Do you want to live forever? It’s a question that everybody has thought of at some point, but more as an impossible scenario. Every human will die and it’s an existential dread that we all eventually have to come to terms with. But for somebody as rich as Bryan Johnson, death is seen as another mountain to conquer, as absurd a goal as the viability of artificial intelligence or the colonization of Mars. As with those other endeavors, Johnson’s thirst for a longer life is one that is personally driven, but also societally divorced from any greater impact he may spew out in his social media posts.
This documentary doesn’t shy away from Bryan’s shortcomings but also doesn’t interrogate them much. When he goes over his daily routine with the documentary crew, he explains how he takes dozens upon dozens of pills a day to stay healthy. However, other scientists have noted that this does not make Bryan a great guinea pig for testing longevity theories. Which pills worked and which ones didn’t? There’s no way to track any of this in a meaningful way that can be applied to others. Why did the filmmakers not question Bryan about this aspect? It’s likely they didn’t because they knew the response. Whenever Bryan is criticized, he merely laughs or scoffs, discounting the idea that all this work he is doing will benefit nobody, but himself.

Problem description - Write the next passage of the review of the Bryan Johnson documentary, picking up after its last sentence. The records have no connection to the review of the Bryan Johnson documentary.

Information -

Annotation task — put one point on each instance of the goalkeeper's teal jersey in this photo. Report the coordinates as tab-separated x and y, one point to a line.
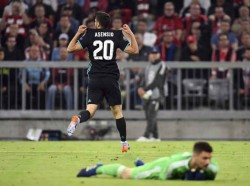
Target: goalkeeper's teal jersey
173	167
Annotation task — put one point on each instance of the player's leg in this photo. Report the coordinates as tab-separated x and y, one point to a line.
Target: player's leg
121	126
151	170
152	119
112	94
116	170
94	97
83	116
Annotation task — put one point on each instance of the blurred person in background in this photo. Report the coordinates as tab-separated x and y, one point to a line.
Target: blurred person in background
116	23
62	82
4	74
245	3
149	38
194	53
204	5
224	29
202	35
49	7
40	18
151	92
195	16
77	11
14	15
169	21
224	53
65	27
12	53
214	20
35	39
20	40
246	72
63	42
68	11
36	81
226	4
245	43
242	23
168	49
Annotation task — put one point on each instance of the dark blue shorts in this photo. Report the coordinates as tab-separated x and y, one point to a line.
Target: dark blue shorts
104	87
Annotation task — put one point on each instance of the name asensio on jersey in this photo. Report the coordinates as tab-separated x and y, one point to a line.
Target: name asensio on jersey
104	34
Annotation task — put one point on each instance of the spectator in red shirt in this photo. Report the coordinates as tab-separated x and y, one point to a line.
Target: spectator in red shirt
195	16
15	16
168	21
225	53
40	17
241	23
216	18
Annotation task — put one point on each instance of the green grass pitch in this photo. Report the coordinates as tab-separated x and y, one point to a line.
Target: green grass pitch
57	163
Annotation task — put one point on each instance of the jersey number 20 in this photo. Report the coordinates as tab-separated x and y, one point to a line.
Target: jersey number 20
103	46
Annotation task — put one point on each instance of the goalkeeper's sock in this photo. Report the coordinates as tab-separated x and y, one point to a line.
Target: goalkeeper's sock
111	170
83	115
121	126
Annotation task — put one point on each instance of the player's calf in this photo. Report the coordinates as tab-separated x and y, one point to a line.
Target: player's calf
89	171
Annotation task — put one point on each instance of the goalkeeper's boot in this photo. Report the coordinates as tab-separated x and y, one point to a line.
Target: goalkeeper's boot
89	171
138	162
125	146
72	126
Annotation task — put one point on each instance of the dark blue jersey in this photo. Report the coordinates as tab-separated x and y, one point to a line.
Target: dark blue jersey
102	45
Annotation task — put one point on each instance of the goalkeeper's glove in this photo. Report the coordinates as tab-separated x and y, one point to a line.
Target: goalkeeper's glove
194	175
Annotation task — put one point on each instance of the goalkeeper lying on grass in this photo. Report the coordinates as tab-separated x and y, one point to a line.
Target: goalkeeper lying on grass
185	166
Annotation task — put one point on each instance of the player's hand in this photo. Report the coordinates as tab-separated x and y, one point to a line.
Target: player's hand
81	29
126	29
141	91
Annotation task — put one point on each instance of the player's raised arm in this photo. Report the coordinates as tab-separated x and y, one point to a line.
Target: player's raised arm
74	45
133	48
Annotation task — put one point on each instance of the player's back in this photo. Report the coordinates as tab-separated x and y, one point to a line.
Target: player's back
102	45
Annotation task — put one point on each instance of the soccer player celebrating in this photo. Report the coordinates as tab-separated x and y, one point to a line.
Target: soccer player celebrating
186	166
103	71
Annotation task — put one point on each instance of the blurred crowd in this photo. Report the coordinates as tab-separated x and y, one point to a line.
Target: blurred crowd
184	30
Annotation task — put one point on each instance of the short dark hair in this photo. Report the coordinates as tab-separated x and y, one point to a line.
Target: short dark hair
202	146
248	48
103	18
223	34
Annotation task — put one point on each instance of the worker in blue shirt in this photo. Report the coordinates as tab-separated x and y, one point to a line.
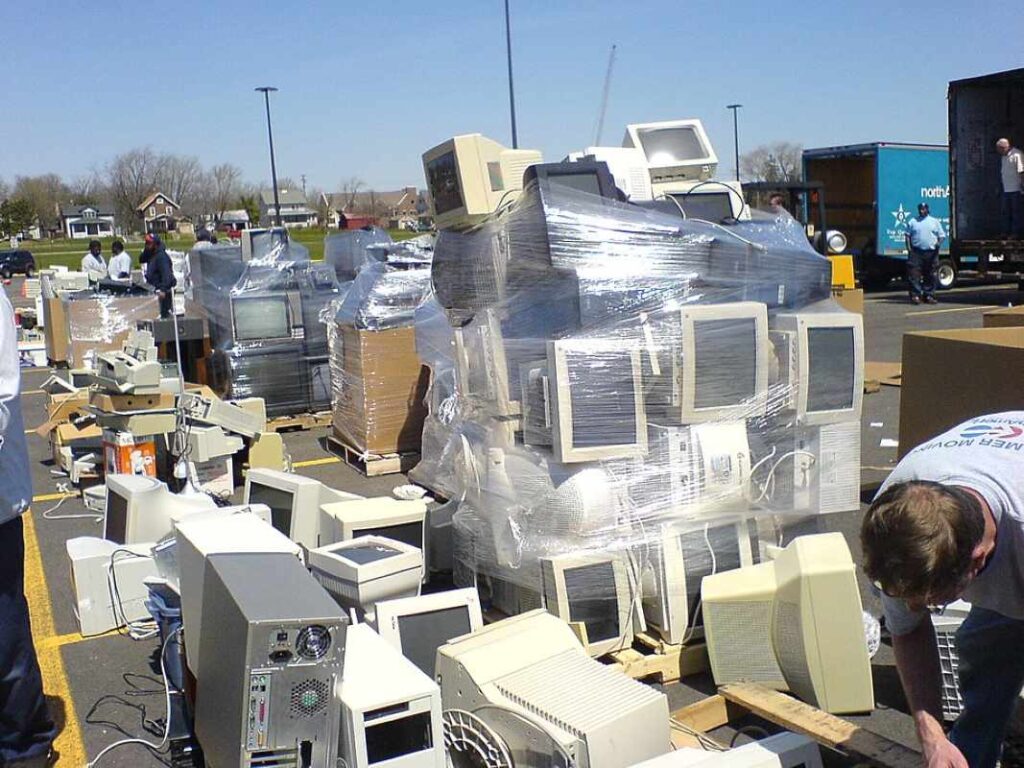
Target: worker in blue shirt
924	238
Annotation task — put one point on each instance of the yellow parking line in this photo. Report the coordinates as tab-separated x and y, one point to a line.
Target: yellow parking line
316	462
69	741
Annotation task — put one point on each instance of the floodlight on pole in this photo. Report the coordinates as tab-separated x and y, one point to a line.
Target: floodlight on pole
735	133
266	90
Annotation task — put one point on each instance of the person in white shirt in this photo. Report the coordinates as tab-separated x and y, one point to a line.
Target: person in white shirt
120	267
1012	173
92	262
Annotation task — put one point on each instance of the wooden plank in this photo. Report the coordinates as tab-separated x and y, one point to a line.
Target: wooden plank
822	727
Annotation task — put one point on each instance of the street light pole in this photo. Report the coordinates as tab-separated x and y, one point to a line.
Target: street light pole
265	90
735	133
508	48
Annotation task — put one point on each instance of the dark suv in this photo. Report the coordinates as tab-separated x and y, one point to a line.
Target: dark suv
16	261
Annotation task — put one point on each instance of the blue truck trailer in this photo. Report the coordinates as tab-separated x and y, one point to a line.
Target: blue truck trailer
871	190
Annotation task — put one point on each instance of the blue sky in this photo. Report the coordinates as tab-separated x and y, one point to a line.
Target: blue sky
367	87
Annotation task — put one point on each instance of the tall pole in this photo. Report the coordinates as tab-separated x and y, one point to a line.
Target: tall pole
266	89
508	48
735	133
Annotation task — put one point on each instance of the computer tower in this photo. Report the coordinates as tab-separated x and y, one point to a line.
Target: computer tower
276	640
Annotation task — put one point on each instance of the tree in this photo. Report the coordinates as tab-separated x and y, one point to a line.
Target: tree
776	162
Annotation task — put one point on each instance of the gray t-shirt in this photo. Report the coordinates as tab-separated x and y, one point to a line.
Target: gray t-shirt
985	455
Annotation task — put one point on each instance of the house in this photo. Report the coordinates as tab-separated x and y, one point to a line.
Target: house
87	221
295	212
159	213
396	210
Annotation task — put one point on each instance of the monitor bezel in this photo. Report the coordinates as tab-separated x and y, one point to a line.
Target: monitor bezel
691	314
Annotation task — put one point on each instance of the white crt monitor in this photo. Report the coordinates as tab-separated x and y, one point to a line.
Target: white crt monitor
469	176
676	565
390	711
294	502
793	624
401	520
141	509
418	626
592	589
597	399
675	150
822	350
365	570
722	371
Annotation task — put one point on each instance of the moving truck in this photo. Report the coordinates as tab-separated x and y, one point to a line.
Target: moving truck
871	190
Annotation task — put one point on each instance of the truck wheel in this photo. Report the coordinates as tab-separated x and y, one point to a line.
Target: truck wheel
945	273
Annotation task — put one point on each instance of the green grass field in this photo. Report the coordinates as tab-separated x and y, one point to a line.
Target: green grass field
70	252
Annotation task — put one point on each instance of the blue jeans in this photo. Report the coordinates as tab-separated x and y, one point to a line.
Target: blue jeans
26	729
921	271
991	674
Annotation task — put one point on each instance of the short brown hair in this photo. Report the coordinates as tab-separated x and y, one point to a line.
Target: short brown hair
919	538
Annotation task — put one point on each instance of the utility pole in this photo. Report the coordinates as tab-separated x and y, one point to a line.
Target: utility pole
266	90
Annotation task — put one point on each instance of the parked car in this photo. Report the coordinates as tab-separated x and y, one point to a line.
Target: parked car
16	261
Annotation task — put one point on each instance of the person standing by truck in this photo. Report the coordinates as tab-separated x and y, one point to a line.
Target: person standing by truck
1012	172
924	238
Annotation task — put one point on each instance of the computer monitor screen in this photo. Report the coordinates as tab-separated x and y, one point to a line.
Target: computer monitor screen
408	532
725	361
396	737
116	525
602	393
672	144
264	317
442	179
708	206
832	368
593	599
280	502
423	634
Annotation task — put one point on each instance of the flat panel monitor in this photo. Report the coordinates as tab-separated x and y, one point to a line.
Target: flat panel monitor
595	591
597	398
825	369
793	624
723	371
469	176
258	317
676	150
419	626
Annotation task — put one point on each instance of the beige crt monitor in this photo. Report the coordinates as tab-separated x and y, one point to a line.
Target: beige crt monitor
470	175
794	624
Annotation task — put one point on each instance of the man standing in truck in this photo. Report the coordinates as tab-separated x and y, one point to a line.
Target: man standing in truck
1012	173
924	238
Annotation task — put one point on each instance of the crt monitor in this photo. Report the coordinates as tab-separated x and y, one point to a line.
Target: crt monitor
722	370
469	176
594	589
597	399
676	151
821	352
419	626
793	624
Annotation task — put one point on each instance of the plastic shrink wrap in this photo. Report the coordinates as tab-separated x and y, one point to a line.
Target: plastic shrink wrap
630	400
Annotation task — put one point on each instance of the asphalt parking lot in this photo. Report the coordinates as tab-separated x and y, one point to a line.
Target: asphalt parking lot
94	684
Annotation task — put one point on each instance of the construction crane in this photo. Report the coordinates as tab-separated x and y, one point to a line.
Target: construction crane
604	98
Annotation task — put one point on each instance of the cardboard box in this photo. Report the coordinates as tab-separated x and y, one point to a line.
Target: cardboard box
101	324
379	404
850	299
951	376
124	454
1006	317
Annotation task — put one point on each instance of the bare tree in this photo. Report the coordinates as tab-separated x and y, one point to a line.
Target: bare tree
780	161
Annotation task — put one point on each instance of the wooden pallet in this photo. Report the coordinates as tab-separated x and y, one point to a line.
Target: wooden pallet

Reply to the task -
On that personal level, however, Bryan’s motivations make sense. He went through a bitter divorce, had a falling out with the Mormon church, lost contact with two of his kids, and struggles to maintain the relationship with his remaining son going off to college. When he speaks about wanting to stay fit for the future to appreciate more moments with his son, his obsession with untested sciences is understandable. There is, however, a level of weirdness to the obsession when Bryan convinces his son to give him a plasma transfusion for potential health benefits. The vampiric comparisons were not lost on Bryan’s critics, presented as another social media trend for Bryan to laugh and forget.
But there’s a huge disconnect felt when Bryan starts speaking about how to apply his health cult to the rest of the world. So many red flags are raised when he starts bragging about his YouTube award and promoting a $37 olive oil, which critics have claimed “tastes like shit.” Bryan has clearly not thought this through and relies less on science in favor of hope for his methods to be a benefit to the future. The obvious question that is thankfully asked is about wealth disparity. If Bryan’s experiments are successful, what good is that going to do somebody who can’t afford his lifestyle, which happens to be, you know, the overwhelming majority of the planet? Bryan’s answer is a childish one, that if 10,000 people get this treatment, it’ll become more affordable over time. Which one of those dozens of pills convinced him to believe in the bullshit theory of trickle-down economics?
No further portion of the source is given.